» GOAL:
Rewrite the lines from the one containing "Given the photograph below, your task is to detect the pot" through the one containing "138,606 -> 401,720", requests included, offsetting every coordinate in the answer boxes by -112. Leave the picture out.

═════ RECORDS FOR THIS EXERCISE

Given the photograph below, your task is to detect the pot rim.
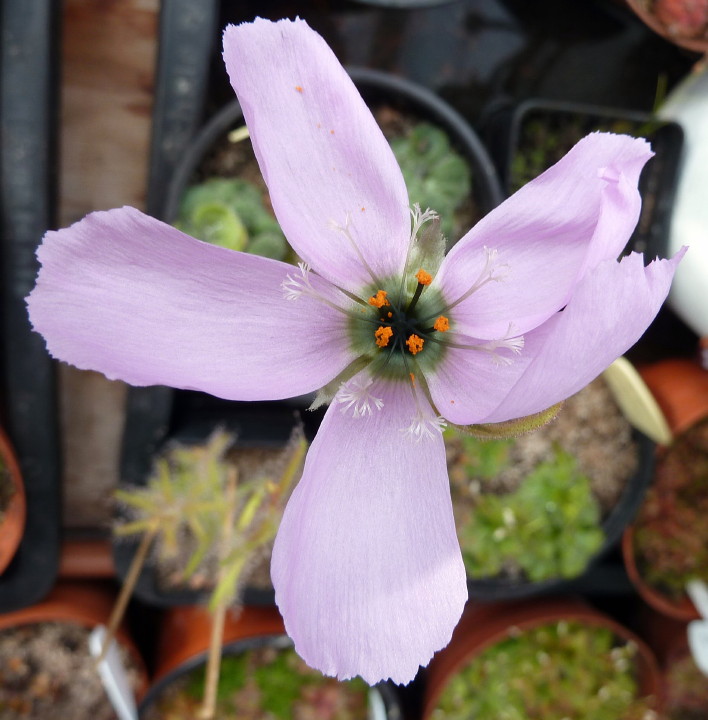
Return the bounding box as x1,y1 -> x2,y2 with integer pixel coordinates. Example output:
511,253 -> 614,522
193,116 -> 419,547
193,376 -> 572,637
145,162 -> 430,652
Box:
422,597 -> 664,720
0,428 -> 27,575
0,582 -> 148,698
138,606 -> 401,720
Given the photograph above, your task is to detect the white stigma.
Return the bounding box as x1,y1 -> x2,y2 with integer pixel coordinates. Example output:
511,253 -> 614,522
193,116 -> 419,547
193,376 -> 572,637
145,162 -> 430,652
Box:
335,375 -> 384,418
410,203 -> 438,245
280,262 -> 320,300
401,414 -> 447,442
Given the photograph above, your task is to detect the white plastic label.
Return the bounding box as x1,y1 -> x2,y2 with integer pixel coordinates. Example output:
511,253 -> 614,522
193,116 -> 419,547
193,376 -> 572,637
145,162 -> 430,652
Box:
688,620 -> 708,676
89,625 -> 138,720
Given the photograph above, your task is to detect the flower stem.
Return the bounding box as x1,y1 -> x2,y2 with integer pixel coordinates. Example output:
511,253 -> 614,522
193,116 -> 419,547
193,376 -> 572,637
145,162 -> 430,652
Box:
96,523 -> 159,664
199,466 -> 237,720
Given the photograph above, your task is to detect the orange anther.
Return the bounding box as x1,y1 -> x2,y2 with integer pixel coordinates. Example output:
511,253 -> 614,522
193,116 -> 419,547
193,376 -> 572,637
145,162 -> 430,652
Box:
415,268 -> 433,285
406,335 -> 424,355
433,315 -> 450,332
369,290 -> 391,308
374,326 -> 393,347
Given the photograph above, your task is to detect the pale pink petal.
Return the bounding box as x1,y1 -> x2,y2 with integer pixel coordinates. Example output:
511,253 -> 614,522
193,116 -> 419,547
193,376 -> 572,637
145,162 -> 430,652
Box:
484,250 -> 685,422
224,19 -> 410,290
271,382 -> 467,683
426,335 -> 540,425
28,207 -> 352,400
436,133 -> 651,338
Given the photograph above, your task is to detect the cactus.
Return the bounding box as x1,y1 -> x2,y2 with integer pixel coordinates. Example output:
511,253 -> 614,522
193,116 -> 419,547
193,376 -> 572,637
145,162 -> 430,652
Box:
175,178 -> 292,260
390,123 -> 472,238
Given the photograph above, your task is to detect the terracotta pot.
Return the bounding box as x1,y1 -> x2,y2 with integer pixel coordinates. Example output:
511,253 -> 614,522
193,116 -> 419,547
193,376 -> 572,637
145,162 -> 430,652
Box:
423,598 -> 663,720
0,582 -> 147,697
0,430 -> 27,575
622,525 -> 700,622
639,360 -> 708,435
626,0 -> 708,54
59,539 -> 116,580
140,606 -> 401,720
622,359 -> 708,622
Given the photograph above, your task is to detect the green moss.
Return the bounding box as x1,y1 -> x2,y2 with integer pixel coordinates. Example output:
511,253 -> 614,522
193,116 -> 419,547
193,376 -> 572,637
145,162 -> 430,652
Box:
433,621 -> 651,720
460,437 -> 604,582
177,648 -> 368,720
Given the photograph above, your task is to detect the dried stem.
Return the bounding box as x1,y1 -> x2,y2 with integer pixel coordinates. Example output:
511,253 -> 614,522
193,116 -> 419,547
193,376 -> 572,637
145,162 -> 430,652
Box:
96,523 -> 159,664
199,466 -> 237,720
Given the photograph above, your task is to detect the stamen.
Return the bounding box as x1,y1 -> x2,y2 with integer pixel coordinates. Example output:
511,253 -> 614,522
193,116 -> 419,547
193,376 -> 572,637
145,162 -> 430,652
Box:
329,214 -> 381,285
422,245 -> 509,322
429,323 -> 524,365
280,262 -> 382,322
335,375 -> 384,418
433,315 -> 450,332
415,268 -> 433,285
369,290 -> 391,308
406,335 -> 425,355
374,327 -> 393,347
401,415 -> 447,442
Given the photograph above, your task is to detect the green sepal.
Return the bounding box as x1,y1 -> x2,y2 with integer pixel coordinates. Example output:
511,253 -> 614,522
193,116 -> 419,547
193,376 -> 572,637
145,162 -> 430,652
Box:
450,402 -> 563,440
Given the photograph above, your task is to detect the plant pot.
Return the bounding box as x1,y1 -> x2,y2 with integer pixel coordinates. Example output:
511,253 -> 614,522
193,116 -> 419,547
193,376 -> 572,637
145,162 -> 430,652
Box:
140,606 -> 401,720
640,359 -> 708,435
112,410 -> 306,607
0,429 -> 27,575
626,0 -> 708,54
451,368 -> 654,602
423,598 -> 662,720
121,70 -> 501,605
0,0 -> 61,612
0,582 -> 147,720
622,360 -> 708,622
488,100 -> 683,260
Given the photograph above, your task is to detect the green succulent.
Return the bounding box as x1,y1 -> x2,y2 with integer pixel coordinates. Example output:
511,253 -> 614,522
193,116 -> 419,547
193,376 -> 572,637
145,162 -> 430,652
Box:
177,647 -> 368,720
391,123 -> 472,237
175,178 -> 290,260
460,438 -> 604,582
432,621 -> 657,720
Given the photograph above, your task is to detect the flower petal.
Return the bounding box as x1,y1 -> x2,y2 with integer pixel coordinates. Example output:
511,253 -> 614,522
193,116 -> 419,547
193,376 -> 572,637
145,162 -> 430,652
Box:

══════════
═════ RECORDS FOR THIS EXERCISE

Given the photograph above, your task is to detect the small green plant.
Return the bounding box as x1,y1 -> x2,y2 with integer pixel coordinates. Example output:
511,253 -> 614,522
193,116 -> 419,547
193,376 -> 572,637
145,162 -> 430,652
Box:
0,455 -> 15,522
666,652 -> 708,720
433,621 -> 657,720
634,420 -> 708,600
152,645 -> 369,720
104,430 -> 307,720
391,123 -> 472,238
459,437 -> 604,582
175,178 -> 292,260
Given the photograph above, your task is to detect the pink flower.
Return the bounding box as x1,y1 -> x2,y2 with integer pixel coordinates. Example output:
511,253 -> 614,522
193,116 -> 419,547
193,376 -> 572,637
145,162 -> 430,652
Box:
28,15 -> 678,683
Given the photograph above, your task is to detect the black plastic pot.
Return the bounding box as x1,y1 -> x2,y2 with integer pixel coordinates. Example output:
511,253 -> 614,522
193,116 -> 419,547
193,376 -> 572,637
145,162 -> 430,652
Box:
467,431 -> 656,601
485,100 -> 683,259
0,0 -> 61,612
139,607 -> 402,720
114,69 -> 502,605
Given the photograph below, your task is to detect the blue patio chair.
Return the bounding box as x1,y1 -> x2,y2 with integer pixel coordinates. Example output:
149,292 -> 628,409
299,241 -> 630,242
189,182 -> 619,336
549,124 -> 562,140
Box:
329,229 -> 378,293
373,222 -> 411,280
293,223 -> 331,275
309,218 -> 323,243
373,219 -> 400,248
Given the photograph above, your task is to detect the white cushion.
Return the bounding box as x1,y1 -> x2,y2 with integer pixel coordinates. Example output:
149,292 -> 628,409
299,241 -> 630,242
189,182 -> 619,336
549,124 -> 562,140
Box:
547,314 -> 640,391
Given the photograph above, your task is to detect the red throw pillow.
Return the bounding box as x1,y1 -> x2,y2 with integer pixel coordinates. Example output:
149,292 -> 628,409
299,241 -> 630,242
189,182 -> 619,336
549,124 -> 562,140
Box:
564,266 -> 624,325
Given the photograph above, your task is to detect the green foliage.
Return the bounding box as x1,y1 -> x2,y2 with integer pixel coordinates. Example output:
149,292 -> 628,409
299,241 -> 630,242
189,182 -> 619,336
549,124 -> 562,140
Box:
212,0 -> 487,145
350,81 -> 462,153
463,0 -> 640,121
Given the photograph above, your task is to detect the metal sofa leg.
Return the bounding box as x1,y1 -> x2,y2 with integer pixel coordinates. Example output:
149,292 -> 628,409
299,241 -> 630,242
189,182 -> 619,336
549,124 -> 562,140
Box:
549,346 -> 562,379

══════════

» TASK RESPONSE:
Given the photograph below, your task is to detect the pot rim.
Return the bounding box as x1,y1 -> x2,y2 with integer pixel coordinates. Example output:
511,253 -> 614,522
193,116 -> 419,547
193,376 -> 572,637
145,162 -> 430,652
Box:
310,485 -> 552,608
-112,316 -> -85,463
-112,470 -> 36,586
26,494 -> 289,608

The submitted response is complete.